▶ **Dataset rows**:
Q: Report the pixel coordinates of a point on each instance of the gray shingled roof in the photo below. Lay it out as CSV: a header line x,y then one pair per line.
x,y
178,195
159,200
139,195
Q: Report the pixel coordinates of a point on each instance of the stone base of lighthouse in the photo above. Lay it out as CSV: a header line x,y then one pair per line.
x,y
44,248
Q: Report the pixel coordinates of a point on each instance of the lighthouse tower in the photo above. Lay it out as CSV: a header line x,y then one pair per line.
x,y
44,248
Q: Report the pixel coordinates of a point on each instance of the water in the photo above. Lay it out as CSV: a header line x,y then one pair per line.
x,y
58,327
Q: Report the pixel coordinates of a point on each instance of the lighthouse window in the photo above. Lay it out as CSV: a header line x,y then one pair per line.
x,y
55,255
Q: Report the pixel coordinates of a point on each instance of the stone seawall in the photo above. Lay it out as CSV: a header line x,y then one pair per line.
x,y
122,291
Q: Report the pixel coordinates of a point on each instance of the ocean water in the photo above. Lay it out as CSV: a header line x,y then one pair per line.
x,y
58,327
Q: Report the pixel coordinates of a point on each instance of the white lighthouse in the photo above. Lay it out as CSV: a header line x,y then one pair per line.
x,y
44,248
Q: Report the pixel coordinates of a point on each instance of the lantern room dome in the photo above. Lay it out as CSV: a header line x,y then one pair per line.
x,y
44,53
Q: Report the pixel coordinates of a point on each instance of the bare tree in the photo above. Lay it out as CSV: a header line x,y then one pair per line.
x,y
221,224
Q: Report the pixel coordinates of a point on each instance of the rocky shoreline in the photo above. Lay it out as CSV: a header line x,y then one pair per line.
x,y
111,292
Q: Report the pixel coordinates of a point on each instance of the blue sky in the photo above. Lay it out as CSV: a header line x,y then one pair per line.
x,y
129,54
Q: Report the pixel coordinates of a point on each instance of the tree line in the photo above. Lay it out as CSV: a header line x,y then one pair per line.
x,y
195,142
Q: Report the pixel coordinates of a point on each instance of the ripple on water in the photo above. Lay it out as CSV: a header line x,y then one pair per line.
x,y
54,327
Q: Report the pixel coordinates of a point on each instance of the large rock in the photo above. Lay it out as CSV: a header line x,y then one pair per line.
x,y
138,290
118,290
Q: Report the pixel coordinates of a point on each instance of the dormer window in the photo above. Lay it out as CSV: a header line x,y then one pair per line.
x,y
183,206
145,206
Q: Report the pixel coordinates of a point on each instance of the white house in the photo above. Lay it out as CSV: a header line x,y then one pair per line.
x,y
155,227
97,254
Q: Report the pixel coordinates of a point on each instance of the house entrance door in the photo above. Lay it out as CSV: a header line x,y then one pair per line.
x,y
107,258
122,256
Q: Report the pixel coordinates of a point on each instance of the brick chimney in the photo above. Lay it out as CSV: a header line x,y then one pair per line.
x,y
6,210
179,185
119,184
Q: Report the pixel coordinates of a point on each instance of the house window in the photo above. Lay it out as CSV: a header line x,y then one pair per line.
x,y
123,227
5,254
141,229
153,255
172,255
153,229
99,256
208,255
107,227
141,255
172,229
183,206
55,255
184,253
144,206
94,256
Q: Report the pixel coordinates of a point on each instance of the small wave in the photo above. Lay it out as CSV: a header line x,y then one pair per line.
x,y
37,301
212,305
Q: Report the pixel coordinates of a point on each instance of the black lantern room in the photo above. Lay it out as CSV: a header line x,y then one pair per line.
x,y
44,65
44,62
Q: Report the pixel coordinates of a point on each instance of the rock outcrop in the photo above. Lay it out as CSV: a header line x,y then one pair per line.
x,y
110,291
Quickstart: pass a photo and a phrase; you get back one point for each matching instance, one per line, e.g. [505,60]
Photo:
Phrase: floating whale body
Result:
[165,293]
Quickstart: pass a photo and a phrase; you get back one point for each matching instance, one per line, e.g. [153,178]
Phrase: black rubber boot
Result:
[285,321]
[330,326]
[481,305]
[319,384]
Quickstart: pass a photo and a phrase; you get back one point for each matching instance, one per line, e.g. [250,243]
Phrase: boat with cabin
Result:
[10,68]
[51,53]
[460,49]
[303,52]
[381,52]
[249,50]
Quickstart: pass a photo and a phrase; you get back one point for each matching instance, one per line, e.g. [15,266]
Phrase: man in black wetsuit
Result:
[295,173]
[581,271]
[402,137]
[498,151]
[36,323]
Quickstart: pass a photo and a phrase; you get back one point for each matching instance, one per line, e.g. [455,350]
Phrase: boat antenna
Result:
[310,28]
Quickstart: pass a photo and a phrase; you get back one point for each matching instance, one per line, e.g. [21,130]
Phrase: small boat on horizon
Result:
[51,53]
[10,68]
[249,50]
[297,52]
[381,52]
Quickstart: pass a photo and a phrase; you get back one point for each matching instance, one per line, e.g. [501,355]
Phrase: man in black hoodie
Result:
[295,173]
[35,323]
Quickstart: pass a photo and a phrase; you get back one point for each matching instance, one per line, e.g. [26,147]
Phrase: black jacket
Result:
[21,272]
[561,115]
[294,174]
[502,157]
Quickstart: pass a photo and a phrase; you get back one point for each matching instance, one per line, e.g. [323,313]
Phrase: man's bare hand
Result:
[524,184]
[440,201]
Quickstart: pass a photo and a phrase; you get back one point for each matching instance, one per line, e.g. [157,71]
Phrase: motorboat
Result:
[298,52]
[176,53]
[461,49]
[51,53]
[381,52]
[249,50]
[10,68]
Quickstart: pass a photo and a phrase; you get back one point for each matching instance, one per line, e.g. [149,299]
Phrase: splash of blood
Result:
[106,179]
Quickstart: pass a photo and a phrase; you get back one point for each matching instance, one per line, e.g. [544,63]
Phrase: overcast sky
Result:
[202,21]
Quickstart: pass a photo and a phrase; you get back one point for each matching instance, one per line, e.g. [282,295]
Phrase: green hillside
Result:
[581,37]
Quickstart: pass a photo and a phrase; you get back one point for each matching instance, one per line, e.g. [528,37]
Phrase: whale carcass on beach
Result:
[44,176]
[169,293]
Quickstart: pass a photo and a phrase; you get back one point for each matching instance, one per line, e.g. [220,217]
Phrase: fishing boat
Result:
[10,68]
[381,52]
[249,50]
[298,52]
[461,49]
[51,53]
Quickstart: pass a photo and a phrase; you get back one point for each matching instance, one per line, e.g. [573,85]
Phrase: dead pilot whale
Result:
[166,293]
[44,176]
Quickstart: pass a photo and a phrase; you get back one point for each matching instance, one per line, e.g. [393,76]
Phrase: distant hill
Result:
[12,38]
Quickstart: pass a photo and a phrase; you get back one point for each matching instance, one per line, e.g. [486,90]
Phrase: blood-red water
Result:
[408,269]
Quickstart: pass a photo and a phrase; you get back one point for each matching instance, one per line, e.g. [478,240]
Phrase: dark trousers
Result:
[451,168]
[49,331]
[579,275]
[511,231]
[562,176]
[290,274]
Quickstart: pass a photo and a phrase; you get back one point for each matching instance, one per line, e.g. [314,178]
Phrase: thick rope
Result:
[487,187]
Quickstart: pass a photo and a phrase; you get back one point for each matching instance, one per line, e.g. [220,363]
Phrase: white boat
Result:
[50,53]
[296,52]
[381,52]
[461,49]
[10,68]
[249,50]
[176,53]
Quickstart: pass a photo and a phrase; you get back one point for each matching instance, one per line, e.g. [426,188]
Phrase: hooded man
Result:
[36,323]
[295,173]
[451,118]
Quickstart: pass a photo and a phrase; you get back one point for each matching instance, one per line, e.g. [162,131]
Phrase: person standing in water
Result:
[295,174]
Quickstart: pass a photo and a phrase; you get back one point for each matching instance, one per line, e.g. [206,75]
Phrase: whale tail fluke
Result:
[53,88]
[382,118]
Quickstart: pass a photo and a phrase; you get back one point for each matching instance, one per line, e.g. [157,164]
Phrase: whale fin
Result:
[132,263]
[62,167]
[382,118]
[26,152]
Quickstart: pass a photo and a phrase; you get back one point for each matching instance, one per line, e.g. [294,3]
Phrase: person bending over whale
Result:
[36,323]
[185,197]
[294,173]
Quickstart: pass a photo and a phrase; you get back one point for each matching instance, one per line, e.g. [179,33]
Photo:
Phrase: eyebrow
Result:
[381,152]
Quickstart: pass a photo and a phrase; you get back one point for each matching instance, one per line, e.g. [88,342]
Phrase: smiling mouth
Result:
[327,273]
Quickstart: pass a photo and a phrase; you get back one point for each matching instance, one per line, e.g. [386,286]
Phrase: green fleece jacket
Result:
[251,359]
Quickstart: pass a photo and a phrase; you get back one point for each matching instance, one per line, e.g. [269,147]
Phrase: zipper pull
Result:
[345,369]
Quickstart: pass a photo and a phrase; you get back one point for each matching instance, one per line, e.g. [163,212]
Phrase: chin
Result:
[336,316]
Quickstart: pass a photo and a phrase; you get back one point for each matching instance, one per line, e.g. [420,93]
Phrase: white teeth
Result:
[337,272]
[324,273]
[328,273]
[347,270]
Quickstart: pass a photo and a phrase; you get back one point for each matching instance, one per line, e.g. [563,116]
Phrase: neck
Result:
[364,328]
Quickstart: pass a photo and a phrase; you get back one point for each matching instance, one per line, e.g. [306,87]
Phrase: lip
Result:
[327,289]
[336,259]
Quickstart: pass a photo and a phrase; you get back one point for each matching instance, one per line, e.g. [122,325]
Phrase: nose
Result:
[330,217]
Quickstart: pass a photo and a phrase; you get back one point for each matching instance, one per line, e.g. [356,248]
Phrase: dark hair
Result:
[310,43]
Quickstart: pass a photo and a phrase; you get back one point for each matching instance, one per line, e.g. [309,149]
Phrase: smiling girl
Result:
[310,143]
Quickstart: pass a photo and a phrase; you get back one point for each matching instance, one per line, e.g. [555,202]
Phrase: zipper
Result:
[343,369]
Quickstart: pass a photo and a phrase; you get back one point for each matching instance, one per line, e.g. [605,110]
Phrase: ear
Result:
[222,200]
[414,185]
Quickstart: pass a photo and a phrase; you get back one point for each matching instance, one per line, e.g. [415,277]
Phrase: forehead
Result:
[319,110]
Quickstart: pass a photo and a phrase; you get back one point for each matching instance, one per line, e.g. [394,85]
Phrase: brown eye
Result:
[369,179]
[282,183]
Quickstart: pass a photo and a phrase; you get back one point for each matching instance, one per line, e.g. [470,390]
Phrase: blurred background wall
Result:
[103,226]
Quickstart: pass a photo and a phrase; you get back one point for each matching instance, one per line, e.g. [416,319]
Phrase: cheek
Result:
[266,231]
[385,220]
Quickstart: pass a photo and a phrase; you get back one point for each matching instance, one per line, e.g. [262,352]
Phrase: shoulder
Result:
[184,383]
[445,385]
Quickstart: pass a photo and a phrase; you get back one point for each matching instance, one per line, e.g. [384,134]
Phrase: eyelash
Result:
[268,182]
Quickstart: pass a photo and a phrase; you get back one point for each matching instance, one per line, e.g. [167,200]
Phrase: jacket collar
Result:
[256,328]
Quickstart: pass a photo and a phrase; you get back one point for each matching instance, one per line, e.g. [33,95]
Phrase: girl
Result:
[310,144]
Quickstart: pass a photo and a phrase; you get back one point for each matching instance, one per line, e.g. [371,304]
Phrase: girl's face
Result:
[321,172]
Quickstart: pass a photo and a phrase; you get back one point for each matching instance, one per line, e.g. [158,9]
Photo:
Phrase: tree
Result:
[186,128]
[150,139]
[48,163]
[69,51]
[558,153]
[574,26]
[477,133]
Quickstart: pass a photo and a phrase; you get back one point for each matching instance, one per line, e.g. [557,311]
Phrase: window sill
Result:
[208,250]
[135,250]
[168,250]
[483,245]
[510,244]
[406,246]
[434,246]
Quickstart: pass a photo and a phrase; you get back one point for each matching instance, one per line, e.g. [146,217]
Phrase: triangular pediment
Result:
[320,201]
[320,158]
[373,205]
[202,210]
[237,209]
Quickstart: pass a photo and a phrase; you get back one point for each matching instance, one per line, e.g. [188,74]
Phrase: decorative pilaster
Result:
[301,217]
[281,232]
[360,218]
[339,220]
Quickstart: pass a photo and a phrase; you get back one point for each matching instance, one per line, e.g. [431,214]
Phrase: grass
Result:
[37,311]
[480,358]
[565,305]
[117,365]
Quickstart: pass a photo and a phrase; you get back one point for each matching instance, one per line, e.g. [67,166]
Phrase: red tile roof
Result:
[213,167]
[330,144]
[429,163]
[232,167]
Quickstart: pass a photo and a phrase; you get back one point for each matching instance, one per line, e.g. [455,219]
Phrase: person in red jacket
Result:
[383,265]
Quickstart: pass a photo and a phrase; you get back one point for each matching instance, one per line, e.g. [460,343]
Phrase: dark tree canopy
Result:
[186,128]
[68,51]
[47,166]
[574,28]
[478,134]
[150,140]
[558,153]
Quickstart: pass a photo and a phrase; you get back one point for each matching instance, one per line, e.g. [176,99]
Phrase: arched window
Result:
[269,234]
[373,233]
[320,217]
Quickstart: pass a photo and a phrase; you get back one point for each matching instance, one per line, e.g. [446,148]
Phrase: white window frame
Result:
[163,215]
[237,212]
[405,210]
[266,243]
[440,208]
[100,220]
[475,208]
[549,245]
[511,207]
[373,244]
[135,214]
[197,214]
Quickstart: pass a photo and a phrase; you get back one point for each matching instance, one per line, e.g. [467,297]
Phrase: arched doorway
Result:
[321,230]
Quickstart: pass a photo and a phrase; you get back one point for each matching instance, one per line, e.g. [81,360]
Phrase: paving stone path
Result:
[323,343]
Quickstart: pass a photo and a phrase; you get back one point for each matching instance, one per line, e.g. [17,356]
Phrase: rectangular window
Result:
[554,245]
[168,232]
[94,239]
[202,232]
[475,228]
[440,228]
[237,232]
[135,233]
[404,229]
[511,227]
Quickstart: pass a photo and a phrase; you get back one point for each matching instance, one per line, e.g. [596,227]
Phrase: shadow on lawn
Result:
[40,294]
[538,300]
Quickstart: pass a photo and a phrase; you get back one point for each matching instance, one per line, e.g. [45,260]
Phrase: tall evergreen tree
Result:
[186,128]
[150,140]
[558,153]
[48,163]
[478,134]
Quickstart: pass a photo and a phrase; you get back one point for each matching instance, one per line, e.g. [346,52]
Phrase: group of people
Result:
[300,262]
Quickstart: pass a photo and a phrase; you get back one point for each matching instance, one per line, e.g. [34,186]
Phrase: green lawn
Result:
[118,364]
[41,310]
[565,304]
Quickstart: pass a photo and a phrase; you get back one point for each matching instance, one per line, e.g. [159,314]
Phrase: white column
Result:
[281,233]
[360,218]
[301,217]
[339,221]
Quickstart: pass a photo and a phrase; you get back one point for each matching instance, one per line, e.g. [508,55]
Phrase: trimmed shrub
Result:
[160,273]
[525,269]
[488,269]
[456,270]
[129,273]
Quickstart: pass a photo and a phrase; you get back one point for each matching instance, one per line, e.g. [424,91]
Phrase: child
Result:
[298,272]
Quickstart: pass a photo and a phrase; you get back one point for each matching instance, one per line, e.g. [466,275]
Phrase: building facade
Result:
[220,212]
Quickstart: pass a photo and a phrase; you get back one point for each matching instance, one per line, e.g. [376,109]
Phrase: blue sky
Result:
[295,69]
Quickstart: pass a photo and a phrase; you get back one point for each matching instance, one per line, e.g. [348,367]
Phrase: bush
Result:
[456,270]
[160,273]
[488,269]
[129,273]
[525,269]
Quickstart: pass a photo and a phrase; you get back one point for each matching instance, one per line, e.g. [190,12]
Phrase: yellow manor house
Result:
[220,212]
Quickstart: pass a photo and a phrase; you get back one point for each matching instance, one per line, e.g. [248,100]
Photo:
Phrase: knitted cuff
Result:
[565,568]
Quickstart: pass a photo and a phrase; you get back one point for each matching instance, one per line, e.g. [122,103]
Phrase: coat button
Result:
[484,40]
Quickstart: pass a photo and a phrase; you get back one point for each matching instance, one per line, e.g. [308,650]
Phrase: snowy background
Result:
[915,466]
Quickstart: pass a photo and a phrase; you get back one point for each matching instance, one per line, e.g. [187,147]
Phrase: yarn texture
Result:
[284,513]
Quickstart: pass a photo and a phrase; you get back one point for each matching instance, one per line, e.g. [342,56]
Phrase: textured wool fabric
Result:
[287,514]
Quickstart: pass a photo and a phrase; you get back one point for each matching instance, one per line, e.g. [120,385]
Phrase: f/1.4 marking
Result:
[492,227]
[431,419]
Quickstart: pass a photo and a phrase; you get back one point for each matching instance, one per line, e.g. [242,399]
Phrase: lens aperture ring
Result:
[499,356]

▶ **Exercise**:
All lines from the one containing "line, e.g. [190,12]" through the final line of the listing above are to be reproduced exactly; include both and add nothing.

▶ **Solution below**:
Quickstart: pass a photo and a phrase; you get back one point for each matching instance, one per line, e.g. [190,12]
Phrase: yellow manor house
Result:
[220,212]
Quickstart: pass a photo and a phrase; you get back one point for each matching instance, one per line, e.g. [248,100]
Photo:
Phrase: knitted cuff
Result:
[565,568]
Quickstart: pass a photo and a phrase; you get back one point for each matching instance, one per line, e.g. [122,103]
Phrase: coat button
Result:
[484,40]
Quickstart: pass a photo and a phrase; you get back one point for each matching instance, one per line, e.g. [308,650]
Phrase: snowy background
Result:
[915,466]
Quickstart: pass a photo and a phrase; you get back one point for each matching instance, one per line, e.g. [187,147]
Phrase: yarn texture
Result:
[284,513]
Quickstart: pass a photo and a phrase; you get back one point for each matching instance, one per line, e.g. [342,56]
Phrase: textured wool fabric
Result:
[287,514]
Quickstart: pass a photo and a phrase; you get back one point for each matching instance, one per line, e.g. [120,385]
Phrase: f/1.4 marking
Result:
[492,227]
[431,419]
Quickstart: pass a photo and a phrase; you get back one point for each matching instance, one per line, e.g. [242,399]
Phrase: lens aperture ring
Result:
[499,356]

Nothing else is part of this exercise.